Opinión
Lo que queda del fútbol

El fútbol es que un país pequeñito tenga la oportunidad de dominar el mundo, y que un niño de barrio se haga ídolo. La magia del fútbol es el espejismo de que se puede hacer justicia. Lo otro es solo un negocio que lo enturbia.
Florencio Amarilla Oviedo
27 abr 2021 06:00

Cuando yo lo conocí ya nada le quedaba de aquel pelo negro que le había convertido en jefe sioux. Cojeaba de una pierna y llevaba un cascabel en el bolsillo para que una perrita ciega, que lo reconocía por la cadencia de sus andares, supiera encontrarlo. Yo era apenas una niña y mi padre y él se reunían en el Arenas rodeados de recortes de periódico y fotos amarillas de hombres jóvenes en pantalón corto, alineados en dos filas, jugando a adivinar quién era cual, en qué año, contra qué equipo, cuántos goles, ese penalti que no pitó el árbitro, aquel centro precioso que engendró la victoria y, también, los niños que trepaban por los muros del estadio para ver el futbol sin pagar, aquella concentración en la que algo absurdo les sacó de la rutina, la soledad tan grande del fútbol de antes…

Se llamaba Florencio Amarilla, era zurdo, hablaba poco y sonreía bastante. Nació en Itapúa, Paraguay, cuando el fútbol era niño todavía y creció sin nada, casi sin nadie, chico sin madre y con ganas que hambreaba bailando en las fronteras. Sin embargo, un día, una pelota se cruzó en su camino y le hizo héroe. Tenía apenas 21 años y una tarde inspirada en la que tres tantos de su pie clasificaron a su selección para el Mundial de Suecia. Así pisó por primera vez Europa, y saltó del Olimpia al Oviedo hasta que cayó en Almería, pero quiso la mala suerte que una lesión en el tendón de Aquiles le arrancase el césped de las botas. Eran otros tiempos y, aunque hubiera sido internacional en 31 ocasiones, no tenía dinero ni razones para volver a cruzar el Atlantico y regresar a un país donde no le esperaba nadie. Sufragó de su propio bolsillo una operación infructuosa y pasó a deambular por clubs menores.

◆ ◆ ◆

▶ _Tarea escrita A_: Según el texto sobre Florencio Amarilla, ¿cuántos goles marcó en la tarde que clasificó a su selección para el Mundial de Suecia?
▶ _Tarea escrita B_: A partir del texto sobre Florencio Amarilla, explica por qué llevaba un cascabel en el bolsillo.
▶ _Tarea escrita C_: Retoma el texto sobre Florencio Amarilla después de su última oración.

▶ _Datos sin procesar_:
◆ ◆ ◆

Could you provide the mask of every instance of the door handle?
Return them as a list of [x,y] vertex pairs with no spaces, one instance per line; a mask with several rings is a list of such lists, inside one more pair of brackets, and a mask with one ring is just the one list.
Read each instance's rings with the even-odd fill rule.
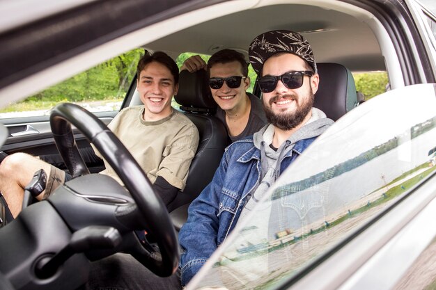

◆ ◆ ◆

▶ _Resultado A_: Tres.

▶ _Resultado B_: Lo llevaba para que una perrita ciega pudiera encontrarlo. La perrita lo reconocía por la cadencia de sus andares.

▶ _Resultado C_:
Aunque le fallaba el cuerpo le sobraba el toque, ya no podía correr pero en los córners su pie derecho se colocaba al ladito del balón, para que estuviera tranquilo y se dejara hacer, y entonces su pierna izquierda trazaba una parábola imposible. Campos de tierra y equipos de la nada. Rodalquilar, Adra, Roquetas…

Se sacó el carnet de entrenador, fue ayudante, masajista, voz de la experiencia y conservante. Así fue como un día, mientras veía un partido televisado se cruzó en el Gran Hotel con un tipo alto que, decía él, “me debió de ver cara de indio y me preguntó si quería trabajar en su película”.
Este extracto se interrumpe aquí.